WRITTEN PROBLEM
In the piece below about Zak Crawley, how many hundreds has he scored in first-class cricket, and in how many matches?

English cricket’s rune-readers have been broadly in agreement for a while now that Zak Crawley is no longer an England Test cricketer. No-one in a position to influence things has actually come out and said so. It’s just been impossible to envisage circumstances where the managing director of England men’s team, Rob Key, can concede that they’ve, “overvalued loyalty and overvalued having a settled team,” without then dropping him.

Sure, they could drop someone else instead, but that would rather rely on Crawley making an inarguable case for retention. With 12 hundreds in 143 first-class matches and an average of 31.67, that is not a thing he was ever going to do.

The only thing Crawley really had in his favour was that the guy England most want to pick right now – James Rew – is a middle-order batter.

We get the impression Rew likes being a middle-order batter. Why wouldn’t he? He’s scored thousands of runs there. But the vacancy is elsewhere. England love players showing ambition. They’ll have had a word. Words like ‘opportunity’ and ‘adaptability’ will have been bandied about.

‘No pressure, James, it’s entirely up to you, but from our perspective we think you’re made of the right stuff and we like players who are willing to get out of their comfort zones. We’ve got a problem and we feel like you could solve it.’

The flipside of that is of course that staying put and churning out middle-order runs would perhaps be viewed as being inflexible and cowardly.

So today James Rew walked out to open the batting for Somerset of his own volition and got bowled for 4 in the third over. Which doesn’t mean much. He made 7 and 0 batting in the middle order last week, after all.

But it does mean something for Zak Crawley because it tells us that England are so committed to finding a new opener, they’re willing to suggest to middle-order batters that they turn themselves into top order batters to plug the gap.

RECORDS SHOWN
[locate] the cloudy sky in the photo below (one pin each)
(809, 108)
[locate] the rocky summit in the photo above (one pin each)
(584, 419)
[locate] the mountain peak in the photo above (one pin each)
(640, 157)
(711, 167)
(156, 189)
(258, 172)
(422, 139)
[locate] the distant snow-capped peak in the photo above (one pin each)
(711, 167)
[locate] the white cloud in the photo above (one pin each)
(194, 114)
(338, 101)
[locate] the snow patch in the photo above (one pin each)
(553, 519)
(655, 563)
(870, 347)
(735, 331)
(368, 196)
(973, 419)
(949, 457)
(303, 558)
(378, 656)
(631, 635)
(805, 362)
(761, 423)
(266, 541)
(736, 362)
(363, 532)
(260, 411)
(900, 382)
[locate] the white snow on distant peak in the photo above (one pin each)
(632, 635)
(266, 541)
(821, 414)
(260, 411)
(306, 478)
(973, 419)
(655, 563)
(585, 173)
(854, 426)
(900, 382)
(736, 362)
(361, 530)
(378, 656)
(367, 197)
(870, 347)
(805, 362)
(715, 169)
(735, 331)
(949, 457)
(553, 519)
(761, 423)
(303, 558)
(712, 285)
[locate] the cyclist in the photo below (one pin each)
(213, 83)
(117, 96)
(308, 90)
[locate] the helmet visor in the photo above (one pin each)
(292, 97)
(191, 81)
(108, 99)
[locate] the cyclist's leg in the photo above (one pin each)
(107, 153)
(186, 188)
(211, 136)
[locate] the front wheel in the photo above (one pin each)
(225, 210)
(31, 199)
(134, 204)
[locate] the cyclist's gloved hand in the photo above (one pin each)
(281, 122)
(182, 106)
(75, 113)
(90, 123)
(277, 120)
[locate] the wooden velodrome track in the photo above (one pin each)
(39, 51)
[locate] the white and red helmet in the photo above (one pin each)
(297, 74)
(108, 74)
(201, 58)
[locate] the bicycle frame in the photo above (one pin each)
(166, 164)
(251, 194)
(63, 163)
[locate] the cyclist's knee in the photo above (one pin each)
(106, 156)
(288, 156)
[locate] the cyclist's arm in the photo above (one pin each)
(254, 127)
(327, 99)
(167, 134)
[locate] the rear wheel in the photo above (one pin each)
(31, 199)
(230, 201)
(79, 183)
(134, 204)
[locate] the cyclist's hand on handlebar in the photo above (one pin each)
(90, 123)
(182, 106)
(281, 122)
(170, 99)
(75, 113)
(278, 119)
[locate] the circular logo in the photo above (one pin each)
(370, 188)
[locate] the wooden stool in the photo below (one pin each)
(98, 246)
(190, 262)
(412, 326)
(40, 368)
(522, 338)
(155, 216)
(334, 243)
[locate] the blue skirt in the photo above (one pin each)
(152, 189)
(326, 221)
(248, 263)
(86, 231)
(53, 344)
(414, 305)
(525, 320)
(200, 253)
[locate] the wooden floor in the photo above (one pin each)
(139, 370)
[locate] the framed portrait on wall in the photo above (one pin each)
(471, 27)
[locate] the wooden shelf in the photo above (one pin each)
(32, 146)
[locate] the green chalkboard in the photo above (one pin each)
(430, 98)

REPLY
12 hundreds in 143 first-class matches.